*** DATA SUPPLIED Section Begins ***
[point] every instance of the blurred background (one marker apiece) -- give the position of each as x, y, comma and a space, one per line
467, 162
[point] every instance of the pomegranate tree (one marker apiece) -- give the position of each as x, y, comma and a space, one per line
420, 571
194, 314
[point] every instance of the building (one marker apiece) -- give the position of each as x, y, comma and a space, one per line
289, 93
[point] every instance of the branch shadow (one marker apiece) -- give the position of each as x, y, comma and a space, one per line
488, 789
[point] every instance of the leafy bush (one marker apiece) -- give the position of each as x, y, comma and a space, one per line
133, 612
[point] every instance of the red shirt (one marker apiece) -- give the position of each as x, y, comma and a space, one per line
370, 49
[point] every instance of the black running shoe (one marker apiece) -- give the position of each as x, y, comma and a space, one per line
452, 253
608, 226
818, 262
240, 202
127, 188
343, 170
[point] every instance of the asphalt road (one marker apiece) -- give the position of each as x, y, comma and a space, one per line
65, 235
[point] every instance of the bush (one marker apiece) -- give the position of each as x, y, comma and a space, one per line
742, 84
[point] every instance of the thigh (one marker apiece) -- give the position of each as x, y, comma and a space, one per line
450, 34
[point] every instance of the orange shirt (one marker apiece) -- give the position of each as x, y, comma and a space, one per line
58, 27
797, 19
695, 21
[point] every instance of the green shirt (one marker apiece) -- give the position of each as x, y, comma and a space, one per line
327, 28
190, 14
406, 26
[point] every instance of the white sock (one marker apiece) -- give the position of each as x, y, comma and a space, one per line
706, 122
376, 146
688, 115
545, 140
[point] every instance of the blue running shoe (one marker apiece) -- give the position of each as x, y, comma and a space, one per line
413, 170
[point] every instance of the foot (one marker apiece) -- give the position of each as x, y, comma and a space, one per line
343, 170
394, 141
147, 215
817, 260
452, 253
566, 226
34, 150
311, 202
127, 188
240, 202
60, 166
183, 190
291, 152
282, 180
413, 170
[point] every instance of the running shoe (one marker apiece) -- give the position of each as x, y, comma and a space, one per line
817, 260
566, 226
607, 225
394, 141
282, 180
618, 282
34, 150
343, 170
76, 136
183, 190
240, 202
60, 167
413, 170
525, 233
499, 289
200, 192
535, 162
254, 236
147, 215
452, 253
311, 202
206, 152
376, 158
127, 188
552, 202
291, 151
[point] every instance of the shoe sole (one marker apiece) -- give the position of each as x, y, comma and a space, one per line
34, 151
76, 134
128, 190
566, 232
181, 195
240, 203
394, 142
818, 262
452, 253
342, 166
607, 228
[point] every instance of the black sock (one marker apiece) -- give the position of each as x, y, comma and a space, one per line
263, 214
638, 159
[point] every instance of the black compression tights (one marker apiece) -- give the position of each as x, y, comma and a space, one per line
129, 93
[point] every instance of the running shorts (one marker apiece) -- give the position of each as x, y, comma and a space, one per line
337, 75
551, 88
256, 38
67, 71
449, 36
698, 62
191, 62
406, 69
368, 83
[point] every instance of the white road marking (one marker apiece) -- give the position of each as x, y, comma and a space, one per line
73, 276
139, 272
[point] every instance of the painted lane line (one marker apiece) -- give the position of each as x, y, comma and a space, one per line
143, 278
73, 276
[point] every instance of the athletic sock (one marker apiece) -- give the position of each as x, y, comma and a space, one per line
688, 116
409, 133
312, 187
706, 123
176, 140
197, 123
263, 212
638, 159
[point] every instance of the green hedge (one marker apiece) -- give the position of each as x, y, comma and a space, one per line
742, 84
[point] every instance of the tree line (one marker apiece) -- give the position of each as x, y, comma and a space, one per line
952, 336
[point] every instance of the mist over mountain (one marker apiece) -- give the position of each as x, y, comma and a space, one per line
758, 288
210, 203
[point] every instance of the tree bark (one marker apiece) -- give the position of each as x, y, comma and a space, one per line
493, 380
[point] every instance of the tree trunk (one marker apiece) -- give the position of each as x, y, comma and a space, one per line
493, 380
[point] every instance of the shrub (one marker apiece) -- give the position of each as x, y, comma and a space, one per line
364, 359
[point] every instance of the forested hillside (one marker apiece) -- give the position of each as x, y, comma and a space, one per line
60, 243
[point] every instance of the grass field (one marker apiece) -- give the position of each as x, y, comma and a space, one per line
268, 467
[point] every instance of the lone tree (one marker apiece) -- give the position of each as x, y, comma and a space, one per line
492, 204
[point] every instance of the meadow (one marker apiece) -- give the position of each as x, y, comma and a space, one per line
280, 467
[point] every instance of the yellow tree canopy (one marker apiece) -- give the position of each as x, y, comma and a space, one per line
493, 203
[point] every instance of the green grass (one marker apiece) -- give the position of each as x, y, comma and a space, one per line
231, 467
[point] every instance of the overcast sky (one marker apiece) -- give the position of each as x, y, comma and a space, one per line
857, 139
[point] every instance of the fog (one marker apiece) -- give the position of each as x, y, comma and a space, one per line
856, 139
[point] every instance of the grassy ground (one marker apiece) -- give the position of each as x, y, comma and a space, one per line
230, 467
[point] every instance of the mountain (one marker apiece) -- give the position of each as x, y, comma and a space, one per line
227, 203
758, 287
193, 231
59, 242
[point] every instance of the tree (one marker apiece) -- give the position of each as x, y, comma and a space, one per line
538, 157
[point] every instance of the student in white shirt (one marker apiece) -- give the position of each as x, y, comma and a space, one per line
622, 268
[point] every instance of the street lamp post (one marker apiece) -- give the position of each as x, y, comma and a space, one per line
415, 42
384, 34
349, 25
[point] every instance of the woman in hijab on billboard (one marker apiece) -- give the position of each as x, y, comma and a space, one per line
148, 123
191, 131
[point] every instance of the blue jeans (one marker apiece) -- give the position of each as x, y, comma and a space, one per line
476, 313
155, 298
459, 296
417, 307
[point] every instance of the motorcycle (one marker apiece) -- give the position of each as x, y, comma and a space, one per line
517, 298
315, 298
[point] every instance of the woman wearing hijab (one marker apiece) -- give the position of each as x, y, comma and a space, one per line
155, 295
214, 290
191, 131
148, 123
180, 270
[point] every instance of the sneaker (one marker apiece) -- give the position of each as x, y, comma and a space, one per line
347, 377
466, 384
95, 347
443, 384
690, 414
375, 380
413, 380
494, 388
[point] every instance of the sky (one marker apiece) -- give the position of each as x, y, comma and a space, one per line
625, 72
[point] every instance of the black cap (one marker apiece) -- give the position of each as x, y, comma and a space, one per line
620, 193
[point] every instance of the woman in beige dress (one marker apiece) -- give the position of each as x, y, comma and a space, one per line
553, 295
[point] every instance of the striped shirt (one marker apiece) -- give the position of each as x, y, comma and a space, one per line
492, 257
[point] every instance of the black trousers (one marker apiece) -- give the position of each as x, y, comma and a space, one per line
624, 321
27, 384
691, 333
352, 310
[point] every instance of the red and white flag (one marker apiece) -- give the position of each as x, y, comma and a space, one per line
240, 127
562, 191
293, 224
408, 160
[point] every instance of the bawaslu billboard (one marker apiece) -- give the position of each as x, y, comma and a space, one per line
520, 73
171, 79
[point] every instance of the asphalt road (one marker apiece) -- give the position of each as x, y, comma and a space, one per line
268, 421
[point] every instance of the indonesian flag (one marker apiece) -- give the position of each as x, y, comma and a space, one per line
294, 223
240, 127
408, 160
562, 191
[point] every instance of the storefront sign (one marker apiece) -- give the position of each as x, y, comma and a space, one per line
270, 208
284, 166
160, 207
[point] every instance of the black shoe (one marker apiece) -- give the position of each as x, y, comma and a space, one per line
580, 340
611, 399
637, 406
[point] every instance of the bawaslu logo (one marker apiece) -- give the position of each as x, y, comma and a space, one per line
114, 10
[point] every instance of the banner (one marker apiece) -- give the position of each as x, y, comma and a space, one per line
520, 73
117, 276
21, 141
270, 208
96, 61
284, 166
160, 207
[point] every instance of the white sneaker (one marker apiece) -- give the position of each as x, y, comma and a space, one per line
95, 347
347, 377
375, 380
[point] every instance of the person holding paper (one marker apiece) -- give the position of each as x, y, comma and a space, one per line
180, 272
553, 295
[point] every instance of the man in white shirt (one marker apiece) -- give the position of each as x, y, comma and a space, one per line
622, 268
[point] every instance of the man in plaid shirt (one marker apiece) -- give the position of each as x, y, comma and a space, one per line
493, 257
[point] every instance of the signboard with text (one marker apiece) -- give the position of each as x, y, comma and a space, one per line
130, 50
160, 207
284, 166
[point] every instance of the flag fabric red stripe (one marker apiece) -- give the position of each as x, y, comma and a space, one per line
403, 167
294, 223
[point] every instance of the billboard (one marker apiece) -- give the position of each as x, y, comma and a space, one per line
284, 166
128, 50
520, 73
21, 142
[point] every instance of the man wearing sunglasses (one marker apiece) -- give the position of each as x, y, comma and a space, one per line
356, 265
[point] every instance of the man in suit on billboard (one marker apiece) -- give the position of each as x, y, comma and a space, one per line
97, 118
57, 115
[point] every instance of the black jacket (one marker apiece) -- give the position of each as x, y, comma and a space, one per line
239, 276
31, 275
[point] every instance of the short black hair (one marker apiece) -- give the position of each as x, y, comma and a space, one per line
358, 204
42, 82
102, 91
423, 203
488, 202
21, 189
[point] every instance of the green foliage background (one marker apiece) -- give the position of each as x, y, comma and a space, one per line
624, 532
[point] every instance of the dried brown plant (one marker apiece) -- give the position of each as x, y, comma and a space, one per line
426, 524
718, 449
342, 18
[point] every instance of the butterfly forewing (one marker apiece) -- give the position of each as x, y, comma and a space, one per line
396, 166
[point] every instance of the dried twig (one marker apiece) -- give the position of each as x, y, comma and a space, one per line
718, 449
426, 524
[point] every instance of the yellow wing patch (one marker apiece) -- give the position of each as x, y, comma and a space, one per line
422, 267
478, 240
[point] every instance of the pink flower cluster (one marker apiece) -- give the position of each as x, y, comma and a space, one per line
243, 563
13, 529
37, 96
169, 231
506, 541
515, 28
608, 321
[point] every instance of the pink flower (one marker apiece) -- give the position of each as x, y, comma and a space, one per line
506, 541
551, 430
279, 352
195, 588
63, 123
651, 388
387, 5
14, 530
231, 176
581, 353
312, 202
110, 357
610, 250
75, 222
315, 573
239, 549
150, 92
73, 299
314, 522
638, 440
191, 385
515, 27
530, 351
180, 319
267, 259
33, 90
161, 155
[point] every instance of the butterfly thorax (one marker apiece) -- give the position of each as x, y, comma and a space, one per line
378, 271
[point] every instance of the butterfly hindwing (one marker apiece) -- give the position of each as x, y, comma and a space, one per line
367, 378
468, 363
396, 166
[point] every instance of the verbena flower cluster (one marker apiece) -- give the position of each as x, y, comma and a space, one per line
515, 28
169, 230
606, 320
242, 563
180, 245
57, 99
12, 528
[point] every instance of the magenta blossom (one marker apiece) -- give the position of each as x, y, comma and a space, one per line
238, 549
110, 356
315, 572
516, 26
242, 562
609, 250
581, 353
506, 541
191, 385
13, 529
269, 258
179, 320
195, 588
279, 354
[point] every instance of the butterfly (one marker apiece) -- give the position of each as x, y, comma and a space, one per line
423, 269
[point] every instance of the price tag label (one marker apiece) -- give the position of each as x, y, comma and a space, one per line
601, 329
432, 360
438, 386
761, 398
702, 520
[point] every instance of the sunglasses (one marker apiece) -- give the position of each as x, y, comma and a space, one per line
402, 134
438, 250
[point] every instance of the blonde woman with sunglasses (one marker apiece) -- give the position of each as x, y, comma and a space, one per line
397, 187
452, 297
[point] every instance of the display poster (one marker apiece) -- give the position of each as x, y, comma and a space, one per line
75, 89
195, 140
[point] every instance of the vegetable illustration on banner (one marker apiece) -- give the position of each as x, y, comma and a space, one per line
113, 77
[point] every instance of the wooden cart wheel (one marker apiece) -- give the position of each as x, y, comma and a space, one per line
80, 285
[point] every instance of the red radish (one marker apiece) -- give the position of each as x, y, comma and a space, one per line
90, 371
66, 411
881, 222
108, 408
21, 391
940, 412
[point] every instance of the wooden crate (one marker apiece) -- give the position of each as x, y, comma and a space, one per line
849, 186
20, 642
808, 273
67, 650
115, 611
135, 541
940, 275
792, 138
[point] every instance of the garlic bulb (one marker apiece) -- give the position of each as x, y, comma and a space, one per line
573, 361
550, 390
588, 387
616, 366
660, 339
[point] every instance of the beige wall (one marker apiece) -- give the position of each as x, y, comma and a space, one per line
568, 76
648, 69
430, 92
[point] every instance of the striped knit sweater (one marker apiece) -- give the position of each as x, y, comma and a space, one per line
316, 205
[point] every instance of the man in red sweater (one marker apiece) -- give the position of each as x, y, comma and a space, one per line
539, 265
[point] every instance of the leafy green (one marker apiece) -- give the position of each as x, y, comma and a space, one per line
*** DATA SUPPLIED Section Ends ***
» PROBLEM DESCRIPTION: The answer is the line containing "[point] every instance of the striped knit" together with every line after it in the records, repeated exactly and with nothing else.

» WRITTEN RESPONSE:
[point] every instance of the striped knit sweater (one marker apiece) -- give the position of each as x, y, comma and a space, one per line
316, 205
[point] every instance of the man in red sweater (one marker apiece) -- give the position of each as x, y, comma and a space, one per line
539, 265
[point] every instance of the leafy green (one marker apiece) -- give the position of each as x, y, comma and a space, one per line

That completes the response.